### Exercise prompt:
Examine each line of the data. Copy those that contain the string "outstretched".

(Stored data)

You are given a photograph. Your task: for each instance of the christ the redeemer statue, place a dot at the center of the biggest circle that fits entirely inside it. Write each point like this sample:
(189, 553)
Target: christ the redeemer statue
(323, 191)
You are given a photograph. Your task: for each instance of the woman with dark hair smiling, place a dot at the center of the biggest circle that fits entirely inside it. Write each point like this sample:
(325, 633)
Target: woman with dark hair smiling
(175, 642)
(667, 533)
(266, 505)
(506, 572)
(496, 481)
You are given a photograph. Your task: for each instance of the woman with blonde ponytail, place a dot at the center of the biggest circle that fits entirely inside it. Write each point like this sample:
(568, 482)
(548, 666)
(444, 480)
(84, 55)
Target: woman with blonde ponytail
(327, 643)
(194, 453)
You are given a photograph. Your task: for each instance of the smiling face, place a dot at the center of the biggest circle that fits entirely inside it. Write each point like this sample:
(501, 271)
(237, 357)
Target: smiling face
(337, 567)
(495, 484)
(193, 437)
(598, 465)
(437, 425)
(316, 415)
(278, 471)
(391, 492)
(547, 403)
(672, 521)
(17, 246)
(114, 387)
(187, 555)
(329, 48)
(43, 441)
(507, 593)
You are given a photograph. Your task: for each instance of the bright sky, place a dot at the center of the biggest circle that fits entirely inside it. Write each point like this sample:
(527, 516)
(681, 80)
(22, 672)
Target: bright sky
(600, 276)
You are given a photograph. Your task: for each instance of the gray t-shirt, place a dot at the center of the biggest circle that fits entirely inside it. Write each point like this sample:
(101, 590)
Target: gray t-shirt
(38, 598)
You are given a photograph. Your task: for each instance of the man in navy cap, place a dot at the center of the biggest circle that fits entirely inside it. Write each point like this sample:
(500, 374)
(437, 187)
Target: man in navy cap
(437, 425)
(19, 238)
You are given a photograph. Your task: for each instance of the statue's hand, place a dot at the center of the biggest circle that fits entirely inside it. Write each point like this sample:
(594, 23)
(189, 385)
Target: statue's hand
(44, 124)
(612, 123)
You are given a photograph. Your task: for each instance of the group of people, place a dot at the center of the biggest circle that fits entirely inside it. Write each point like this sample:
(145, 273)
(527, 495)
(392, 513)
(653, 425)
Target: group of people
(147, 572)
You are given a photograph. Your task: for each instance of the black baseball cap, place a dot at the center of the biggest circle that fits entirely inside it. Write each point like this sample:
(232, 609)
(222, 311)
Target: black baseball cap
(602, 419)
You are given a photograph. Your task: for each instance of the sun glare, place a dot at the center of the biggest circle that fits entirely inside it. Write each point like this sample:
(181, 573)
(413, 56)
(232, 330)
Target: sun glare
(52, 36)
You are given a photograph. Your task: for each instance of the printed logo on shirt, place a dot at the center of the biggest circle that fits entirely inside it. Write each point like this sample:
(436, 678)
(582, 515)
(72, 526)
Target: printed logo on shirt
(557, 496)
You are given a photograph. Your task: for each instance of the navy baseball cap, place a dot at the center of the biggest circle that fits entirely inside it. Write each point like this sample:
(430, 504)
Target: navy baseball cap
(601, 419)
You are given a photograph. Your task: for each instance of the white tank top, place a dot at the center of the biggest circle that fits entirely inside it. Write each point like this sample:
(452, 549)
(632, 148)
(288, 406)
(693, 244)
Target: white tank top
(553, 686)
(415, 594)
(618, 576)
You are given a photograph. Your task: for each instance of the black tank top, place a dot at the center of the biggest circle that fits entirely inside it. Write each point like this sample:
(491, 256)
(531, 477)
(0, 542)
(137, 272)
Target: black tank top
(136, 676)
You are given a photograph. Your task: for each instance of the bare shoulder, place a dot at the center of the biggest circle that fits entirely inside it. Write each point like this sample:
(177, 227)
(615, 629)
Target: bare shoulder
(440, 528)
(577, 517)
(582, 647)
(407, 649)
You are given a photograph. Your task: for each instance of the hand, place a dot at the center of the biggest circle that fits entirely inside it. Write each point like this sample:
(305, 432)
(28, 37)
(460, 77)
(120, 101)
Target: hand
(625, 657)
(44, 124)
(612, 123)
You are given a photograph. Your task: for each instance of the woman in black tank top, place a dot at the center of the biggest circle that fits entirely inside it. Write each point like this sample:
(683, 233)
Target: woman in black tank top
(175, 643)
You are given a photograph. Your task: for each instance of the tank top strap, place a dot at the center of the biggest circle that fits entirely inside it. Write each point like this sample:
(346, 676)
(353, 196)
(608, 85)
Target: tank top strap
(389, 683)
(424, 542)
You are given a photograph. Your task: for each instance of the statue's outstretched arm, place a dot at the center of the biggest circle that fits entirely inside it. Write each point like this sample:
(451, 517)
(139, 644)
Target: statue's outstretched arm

### Answer to the problem:
You are given a photograph. Your task: for each instance of the statue's outstretched arm, place a dot at the center of the biggest circle that fits entirely inside it. Write each point like this sample:
Target: statue's outstretched arm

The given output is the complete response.